**Problem to work on**: Repeat exactly the lines that run from the one containing "Locate the broad" to the end of the data, and leave out all others.

**Given records**:
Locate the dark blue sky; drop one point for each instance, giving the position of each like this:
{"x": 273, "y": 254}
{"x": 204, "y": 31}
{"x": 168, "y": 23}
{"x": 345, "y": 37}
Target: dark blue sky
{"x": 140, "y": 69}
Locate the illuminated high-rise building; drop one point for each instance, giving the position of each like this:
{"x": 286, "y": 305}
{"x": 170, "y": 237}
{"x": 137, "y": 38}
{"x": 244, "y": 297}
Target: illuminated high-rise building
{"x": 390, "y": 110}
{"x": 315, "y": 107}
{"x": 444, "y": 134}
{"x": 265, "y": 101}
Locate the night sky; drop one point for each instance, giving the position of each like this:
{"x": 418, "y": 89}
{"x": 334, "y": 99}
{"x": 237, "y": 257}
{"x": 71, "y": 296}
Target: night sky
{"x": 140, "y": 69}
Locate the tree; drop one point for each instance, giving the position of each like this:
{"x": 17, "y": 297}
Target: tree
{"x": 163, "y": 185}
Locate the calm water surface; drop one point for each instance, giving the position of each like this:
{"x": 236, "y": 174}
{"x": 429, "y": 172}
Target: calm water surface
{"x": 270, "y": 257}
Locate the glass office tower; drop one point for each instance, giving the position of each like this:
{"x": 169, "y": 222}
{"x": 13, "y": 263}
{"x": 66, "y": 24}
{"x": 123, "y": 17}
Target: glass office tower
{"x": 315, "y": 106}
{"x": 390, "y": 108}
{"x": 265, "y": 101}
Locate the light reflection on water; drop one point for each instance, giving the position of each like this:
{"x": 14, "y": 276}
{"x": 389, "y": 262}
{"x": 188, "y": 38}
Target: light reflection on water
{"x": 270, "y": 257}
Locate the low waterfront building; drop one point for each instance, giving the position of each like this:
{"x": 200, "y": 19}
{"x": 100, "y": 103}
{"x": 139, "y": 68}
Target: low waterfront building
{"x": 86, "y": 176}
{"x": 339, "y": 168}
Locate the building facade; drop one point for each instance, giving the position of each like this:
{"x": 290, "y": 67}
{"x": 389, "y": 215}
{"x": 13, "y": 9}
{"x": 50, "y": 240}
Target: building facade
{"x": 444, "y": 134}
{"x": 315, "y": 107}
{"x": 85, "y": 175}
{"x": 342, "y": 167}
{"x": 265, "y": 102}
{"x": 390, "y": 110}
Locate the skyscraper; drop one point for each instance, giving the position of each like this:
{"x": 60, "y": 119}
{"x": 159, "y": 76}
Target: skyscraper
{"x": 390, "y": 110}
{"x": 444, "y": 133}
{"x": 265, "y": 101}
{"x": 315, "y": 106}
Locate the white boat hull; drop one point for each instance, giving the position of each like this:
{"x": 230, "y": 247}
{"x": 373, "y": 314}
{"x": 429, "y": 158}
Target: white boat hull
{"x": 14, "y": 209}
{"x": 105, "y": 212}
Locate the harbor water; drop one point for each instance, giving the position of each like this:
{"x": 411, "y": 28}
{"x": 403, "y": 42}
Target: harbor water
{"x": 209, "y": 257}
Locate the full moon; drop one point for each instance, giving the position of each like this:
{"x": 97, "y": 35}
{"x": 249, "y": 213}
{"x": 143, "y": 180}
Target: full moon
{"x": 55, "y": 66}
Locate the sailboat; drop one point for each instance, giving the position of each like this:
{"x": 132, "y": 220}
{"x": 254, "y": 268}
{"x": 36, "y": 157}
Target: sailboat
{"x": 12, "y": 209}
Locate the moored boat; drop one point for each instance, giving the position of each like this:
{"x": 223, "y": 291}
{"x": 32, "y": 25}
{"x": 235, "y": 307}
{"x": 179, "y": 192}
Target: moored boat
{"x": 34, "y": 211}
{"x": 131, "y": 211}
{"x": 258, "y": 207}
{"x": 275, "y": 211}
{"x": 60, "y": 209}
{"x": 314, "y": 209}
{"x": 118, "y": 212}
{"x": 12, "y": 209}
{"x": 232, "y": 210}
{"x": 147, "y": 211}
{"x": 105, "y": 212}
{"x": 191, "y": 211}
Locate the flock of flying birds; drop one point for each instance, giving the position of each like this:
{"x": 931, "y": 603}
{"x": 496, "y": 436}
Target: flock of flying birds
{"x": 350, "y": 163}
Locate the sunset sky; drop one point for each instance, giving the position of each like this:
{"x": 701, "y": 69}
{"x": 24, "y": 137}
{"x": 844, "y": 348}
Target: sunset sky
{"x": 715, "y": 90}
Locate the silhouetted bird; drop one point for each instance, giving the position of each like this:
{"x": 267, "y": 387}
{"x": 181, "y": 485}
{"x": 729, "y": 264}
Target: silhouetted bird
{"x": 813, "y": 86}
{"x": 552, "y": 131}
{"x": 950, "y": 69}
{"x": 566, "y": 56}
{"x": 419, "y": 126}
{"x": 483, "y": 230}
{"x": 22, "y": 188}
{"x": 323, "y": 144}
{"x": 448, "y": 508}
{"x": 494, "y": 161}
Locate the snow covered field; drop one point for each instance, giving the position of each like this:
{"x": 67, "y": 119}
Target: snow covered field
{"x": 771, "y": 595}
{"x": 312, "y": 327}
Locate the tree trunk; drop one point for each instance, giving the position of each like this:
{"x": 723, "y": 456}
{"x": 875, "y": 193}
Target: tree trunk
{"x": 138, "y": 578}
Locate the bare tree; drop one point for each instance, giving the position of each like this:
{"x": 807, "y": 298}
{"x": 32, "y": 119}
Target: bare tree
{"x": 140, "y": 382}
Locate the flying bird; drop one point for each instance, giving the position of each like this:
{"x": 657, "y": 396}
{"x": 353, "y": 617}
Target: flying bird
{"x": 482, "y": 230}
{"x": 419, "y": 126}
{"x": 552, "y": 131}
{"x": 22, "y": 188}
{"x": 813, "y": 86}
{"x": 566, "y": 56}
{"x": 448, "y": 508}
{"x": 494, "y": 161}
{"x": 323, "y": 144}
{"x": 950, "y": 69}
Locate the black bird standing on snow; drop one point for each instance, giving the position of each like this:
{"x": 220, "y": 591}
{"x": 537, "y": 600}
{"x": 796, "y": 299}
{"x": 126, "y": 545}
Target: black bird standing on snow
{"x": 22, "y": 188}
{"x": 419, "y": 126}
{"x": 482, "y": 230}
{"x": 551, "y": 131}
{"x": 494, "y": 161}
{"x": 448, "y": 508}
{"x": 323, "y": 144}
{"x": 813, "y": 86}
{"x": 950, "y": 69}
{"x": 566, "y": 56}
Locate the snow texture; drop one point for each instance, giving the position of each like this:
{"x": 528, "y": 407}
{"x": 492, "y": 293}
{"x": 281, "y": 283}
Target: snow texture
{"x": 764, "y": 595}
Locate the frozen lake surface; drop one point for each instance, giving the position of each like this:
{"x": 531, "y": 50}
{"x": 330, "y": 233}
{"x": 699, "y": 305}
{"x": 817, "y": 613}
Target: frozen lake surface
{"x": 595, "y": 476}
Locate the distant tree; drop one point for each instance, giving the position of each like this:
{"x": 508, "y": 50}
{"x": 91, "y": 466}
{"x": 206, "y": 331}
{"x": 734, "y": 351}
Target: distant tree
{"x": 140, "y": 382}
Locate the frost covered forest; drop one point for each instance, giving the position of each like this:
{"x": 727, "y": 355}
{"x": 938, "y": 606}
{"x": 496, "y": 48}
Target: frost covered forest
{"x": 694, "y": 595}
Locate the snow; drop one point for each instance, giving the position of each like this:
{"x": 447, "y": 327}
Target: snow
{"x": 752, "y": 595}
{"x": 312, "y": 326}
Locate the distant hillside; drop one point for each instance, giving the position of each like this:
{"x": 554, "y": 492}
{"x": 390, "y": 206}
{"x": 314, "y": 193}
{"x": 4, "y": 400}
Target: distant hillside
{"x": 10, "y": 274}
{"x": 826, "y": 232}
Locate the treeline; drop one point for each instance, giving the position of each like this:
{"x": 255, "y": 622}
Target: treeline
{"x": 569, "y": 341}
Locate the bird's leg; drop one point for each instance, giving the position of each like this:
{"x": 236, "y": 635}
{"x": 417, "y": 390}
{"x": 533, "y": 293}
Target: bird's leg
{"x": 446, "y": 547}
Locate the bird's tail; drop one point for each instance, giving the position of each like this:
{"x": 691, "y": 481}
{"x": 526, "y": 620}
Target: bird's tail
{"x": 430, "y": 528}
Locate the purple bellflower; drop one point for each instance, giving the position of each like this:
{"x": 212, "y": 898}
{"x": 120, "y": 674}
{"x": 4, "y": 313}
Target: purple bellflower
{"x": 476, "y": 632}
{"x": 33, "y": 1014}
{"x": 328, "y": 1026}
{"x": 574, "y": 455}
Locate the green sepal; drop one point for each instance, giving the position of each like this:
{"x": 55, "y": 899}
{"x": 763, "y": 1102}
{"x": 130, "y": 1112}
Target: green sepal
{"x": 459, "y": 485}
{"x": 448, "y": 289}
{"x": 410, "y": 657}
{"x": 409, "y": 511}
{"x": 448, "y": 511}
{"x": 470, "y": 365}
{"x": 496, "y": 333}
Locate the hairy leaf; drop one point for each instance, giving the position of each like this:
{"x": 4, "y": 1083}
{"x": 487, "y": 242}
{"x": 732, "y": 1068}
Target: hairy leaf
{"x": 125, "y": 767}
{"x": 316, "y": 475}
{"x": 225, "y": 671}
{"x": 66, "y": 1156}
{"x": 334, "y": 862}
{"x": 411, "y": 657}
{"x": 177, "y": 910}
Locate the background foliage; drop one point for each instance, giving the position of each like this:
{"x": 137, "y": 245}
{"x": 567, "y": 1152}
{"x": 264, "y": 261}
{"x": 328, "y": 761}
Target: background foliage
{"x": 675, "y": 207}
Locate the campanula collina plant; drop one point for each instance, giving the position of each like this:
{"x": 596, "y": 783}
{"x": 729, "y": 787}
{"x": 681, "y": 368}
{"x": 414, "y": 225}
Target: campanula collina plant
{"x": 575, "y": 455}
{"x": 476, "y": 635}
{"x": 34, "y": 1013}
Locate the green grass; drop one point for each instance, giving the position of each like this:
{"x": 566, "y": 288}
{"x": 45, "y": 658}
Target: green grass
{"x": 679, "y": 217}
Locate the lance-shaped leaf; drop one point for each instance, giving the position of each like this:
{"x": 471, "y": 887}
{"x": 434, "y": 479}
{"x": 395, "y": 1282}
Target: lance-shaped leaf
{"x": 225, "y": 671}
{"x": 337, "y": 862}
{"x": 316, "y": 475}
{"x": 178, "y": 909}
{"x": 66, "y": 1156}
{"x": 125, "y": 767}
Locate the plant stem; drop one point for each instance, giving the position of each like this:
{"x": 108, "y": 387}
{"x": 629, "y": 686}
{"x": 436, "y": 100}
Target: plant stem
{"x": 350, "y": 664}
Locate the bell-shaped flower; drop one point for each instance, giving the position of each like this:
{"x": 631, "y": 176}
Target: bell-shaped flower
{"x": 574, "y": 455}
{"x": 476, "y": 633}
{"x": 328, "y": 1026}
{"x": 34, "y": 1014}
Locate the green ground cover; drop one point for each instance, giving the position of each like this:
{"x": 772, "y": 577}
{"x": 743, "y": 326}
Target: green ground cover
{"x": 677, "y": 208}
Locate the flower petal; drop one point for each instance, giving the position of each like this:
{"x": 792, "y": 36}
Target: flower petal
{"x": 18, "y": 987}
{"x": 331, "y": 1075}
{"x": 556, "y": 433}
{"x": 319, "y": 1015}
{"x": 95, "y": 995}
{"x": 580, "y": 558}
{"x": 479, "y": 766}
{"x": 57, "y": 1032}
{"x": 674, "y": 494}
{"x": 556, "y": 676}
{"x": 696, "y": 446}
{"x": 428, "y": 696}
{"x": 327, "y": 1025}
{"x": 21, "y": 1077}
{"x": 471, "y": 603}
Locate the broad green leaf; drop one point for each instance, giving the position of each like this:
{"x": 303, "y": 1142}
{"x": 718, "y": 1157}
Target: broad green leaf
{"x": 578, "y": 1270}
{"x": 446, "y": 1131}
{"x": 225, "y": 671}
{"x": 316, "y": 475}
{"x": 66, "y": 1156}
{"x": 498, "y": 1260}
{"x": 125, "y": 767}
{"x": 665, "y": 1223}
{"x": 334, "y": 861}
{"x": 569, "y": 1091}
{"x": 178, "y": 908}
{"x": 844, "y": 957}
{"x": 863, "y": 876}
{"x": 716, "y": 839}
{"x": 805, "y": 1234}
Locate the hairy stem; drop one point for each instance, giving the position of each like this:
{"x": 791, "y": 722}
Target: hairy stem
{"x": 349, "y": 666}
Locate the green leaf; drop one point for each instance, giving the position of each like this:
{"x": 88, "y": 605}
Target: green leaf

**Solution to this exercise**:
Locate the broad green leaf; drop one point for each instance, giving the position of each like this:
{"x": 303, "y": 1142}
{"x": 718, "y": 1157}
Target: broad green leaf
{"x": 578, "y": 1270}
{"x": 446, "y": 1131}
{"x": 225, "y": 671}
{"x": 316, "y": 475}
{"x": 66, "y": 1156}
{"x": 498, "y": 1260}
{"x": 125, "y": 767}
{"x": 665, "y": 1223}
{"x": 334, "y": 861}
{"x": 569, "y": 1091}
{"x": 178, "y": 908}
{"x": 844, "y": 957}
{"x": 863, "y": 876}
{"x": 716, "y": 839}
{"x": 805, "y": 1234}
Locate the hairy stem; drop one point for each instance, giving the position of each like this:
{"x": 791, "y": 722}
Target: hairy stem
{"x": 349, "y": 666}
Locate the green leaf; drop one point for each instance, giving the position of each like this:
{"x": 88, "y": 605}
Target: green leaf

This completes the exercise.